Working data Block Start
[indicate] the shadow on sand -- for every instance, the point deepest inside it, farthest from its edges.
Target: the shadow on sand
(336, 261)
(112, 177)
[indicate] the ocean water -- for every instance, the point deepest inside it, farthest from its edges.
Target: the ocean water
Working data Block End
To do
The entries shown above should be duplicated exactly.

Task result
[indicate] the shadow on sand -- for every instance, the point deepest inside it, farthest from its edges.
Target: the shadow on sand
(336, 261)
(112, 177)
[indicate] the ocean water -- for every instance, the point deepest inside it, farthest from its edges.
Target: the ocean water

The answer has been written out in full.